__Exercise directions__. Return the complete passage on reactive, active, and proactive finances word for word.

__Excerpted passage__.
Reactive, Active, Proactive Finances

According to statistics, about 70% of working Americans live paycheck to paycheck.
That means that over two thirds of us are one paycheck away from financial instability. I fully realize that this is beyond the control of many, who are simply surviving these hard economic times.
But for many others it is a choice, failing to do the work that is required to establish and maintain good financial practices. I see this as a spiritual issue as well as a practical one. We limit our life choices when our finances are in disarray. We feel destabilized and anxious, and so do the people that depend on us.
I see three possible ways to handle a budget (spending plan): reactive, active, and proactive.
The reactive budget is one based on figuring out where you’ve been, rather than where you are going. It is like planning your day after it has already happened. At the end of the month you add up everything and hope that you haven’t overspent. I suppose this works if you have gobs of money in reserve or always have a surplus at the end of the month. But it is not a financial plan.

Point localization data
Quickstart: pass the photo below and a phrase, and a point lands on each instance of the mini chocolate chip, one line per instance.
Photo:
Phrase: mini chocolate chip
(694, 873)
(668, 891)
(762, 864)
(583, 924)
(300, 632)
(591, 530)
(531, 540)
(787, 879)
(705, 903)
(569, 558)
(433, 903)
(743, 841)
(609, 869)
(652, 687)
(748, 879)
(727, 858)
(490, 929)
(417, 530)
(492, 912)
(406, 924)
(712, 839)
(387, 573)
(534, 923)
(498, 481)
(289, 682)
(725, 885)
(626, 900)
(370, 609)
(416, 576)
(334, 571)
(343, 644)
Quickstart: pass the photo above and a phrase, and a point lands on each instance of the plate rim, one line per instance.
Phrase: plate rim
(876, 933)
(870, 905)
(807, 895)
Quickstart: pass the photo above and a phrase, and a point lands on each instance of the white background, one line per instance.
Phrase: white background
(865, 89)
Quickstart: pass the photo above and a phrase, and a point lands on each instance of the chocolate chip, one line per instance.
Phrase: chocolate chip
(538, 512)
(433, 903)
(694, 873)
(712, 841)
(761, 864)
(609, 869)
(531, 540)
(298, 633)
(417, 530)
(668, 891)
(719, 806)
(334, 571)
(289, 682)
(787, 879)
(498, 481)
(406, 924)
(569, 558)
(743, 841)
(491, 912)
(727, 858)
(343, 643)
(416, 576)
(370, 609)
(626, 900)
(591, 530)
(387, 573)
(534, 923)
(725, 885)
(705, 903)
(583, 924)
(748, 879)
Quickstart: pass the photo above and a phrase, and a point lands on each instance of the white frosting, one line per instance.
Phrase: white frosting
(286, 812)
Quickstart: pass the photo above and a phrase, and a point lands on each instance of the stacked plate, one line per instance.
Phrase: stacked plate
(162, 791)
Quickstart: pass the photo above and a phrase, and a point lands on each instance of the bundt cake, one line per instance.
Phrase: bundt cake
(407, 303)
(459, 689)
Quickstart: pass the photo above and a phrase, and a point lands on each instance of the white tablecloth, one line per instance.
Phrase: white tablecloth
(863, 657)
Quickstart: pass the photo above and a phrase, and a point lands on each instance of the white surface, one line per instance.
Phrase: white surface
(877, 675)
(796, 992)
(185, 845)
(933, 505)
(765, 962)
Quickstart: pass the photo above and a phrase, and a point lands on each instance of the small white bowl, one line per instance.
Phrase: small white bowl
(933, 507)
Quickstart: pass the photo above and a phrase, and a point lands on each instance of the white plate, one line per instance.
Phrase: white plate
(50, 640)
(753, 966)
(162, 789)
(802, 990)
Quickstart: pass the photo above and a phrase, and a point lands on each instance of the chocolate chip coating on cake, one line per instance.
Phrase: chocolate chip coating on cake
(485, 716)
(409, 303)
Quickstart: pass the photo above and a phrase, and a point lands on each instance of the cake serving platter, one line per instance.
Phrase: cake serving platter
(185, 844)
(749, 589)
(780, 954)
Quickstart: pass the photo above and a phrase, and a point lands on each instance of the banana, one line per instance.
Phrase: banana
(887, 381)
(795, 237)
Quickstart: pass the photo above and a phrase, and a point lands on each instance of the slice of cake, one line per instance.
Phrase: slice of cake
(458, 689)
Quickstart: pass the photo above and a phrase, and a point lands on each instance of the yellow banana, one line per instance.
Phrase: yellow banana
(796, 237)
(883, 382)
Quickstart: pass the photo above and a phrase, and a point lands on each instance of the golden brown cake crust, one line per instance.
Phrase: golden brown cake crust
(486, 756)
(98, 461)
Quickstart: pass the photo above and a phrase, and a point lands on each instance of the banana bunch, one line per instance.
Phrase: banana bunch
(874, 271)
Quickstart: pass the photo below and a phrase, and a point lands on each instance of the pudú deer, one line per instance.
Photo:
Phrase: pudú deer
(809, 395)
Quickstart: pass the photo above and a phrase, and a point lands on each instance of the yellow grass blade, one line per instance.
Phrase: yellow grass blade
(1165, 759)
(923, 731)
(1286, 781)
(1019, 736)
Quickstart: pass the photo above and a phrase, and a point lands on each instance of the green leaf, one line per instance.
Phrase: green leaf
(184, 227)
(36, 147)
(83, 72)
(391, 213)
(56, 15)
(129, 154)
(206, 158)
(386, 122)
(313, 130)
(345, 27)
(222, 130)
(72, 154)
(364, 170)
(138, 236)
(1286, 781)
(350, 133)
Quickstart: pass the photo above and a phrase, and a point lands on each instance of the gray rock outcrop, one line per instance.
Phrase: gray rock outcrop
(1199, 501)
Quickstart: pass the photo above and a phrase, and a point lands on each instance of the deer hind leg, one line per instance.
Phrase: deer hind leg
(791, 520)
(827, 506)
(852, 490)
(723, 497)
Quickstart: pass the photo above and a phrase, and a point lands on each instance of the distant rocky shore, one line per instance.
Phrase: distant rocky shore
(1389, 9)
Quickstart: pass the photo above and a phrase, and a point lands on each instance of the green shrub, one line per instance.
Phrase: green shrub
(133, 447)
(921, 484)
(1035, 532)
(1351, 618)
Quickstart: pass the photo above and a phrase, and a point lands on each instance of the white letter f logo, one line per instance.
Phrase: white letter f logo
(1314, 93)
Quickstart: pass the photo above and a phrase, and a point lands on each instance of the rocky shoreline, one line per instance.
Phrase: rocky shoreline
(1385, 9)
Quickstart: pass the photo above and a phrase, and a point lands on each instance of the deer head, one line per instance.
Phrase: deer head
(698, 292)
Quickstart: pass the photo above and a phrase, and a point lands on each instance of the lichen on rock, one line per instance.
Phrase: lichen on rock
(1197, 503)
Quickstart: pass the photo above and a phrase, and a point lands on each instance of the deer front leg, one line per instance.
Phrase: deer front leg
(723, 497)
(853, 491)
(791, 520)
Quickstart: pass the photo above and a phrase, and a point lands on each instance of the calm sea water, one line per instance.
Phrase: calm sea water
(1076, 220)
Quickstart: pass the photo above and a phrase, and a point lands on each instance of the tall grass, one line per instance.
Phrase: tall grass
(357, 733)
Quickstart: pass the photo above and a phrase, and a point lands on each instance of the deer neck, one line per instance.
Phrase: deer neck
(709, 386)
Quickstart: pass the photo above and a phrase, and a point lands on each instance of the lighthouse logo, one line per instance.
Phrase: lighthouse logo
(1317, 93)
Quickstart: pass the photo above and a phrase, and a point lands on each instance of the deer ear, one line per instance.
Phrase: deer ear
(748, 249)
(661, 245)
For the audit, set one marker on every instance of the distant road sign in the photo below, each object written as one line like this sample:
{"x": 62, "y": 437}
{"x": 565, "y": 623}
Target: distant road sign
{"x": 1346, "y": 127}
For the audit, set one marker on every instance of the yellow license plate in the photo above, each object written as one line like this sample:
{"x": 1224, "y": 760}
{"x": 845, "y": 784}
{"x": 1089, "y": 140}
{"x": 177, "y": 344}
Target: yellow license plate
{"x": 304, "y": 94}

__Answer box__.
Reactive, Active, Proactive Finances

According to statistics, about 70% of working Americans live paycheck to paycheck.
That means that over two thirds of us are one paycheck away from financial instability. I fully realize that this is beyond the control of many, who are simply surviving these hard economic times.
But for many others it is a choice, failing to do the work that is required to establish and maintain good financial practices. I see this as a spiritual issue as well as a practical one. We limit our life choices when our finances are in disarray. We feel destabilized and anxious, and so do the people that depend on us.
I see three possible ways to handle a budget (spending plan): reactive, active, and proactive.
The reactive budget is one based on figuring out where you’ve been, rather than where you are going. It is like planning your day after it has already happened. At the end of the month you add up everything and hope that you haven’t overspent. I suppose this works if you have gobs of money in reserve or always have a surplus at the end of the month. But it is not a financial plan.